▶ **PROBLEM**
How many lines in the saved entries below contain the word "german"? Reply with the number alone.

[START OF LISTED ENTRIES]

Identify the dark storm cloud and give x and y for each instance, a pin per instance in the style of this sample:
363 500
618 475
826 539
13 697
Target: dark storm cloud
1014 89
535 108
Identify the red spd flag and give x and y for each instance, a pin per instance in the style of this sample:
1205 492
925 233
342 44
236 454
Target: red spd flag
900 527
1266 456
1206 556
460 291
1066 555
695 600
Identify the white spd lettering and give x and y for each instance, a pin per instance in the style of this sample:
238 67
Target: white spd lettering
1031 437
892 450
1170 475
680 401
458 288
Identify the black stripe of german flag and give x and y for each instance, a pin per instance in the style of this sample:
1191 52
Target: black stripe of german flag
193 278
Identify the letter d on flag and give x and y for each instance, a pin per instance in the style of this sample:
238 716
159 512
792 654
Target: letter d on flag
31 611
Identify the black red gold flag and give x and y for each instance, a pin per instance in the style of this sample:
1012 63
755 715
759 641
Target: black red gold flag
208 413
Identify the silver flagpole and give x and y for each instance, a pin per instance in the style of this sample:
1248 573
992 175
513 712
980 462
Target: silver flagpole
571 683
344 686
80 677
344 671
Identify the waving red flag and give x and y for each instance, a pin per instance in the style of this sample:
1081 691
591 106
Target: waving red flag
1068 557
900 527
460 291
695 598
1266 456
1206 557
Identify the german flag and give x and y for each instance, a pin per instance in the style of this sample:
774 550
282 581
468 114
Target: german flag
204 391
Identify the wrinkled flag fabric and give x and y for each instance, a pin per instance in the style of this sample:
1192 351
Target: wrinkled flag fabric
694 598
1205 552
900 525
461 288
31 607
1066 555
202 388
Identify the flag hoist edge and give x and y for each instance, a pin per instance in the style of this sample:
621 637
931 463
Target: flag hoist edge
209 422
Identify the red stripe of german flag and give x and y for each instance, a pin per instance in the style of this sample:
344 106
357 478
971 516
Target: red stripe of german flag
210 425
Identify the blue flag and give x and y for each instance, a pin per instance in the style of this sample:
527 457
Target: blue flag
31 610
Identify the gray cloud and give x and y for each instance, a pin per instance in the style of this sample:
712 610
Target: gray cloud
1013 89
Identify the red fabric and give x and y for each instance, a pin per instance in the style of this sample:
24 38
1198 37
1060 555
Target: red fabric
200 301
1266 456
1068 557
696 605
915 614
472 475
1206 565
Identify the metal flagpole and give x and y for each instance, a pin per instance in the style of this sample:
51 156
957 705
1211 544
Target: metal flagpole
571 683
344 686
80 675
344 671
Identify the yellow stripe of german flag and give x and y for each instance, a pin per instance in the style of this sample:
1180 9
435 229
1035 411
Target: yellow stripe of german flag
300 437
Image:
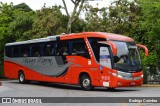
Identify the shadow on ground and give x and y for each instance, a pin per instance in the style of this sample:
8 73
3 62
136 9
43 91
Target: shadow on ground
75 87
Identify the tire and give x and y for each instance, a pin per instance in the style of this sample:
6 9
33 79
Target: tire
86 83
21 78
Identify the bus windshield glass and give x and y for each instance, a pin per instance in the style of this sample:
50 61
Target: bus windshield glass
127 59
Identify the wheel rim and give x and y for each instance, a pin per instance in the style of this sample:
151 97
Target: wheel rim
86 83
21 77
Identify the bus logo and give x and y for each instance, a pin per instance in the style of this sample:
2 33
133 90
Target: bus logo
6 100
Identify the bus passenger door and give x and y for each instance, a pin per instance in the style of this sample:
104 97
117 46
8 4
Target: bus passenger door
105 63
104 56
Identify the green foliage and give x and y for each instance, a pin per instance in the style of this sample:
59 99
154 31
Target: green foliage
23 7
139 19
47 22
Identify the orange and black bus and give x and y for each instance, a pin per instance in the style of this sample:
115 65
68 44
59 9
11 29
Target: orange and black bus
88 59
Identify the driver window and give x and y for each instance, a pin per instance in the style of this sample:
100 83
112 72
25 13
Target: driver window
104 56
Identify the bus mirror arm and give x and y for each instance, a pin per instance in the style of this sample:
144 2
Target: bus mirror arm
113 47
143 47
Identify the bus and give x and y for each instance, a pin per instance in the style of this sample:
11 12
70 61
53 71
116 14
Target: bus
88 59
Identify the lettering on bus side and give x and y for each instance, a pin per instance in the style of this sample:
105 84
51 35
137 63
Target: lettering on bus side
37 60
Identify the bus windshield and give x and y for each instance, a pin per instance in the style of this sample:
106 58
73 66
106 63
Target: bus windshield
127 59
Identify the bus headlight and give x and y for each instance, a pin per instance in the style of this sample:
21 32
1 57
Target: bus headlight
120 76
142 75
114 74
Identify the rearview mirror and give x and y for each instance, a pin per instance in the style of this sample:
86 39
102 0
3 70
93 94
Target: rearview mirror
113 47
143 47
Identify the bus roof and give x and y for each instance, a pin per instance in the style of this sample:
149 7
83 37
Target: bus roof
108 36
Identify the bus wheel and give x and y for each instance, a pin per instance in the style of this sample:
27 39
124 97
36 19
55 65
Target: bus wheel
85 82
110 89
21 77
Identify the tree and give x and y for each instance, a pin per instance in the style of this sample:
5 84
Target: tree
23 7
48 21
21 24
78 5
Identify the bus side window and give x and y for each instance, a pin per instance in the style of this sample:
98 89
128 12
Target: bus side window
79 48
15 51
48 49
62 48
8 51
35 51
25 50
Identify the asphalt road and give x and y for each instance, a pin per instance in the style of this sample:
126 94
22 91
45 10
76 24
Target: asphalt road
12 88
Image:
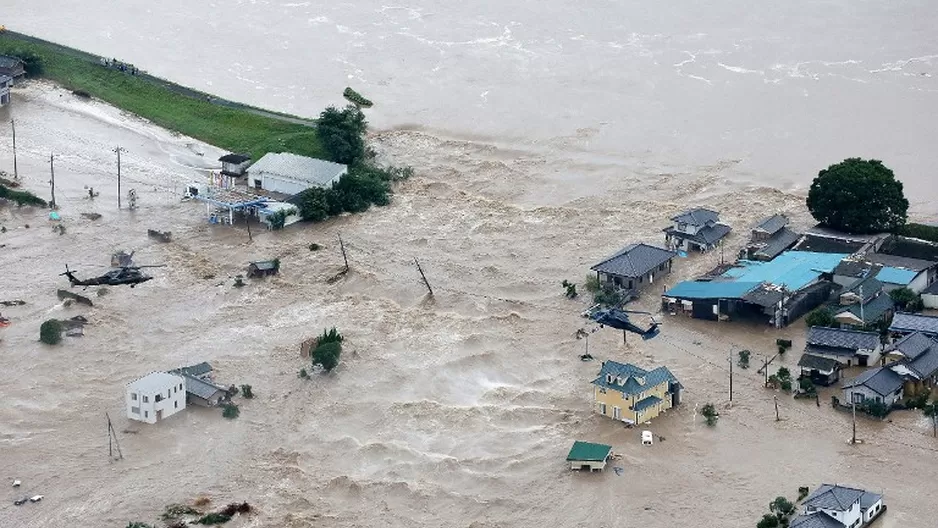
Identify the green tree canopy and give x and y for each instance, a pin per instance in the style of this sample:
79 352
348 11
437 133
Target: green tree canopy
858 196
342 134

[END OF LISTED ENTRIES]
[START OF LISTED ENTRIES]

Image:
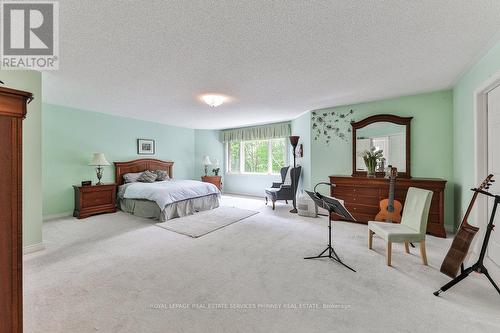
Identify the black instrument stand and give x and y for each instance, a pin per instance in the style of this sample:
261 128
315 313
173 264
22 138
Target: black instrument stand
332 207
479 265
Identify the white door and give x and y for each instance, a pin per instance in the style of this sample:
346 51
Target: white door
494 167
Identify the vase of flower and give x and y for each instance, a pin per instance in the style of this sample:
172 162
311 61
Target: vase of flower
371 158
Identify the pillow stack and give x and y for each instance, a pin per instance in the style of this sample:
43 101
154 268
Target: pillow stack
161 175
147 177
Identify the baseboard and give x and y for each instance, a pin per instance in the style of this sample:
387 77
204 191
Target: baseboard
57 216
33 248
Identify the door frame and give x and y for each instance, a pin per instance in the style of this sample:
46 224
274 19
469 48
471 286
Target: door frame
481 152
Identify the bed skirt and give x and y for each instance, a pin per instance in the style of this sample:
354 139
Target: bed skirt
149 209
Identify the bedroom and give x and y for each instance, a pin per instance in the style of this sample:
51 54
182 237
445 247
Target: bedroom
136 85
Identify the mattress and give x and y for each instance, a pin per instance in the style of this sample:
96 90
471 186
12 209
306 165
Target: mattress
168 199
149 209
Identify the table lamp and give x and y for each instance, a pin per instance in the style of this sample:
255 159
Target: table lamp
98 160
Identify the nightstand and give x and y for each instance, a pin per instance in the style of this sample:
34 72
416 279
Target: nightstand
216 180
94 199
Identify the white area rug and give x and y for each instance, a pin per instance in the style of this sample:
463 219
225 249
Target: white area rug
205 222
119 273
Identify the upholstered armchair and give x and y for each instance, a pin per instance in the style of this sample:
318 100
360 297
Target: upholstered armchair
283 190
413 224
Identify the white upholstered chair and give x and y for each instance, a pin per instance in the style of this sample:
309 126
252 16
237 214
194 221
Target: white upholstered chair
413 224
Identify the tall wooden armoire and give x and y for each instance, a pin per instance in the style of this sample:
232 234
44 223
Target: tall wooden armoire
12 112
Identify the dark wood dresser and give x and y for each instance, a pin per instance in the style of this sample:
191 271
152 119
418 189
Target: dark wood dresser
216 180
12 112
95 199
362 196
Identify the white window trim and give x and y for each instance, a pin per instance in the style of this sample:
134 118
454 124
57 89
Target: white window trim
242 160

[END OF LISTED ENTRIES]

▶ **SOLUTION**
8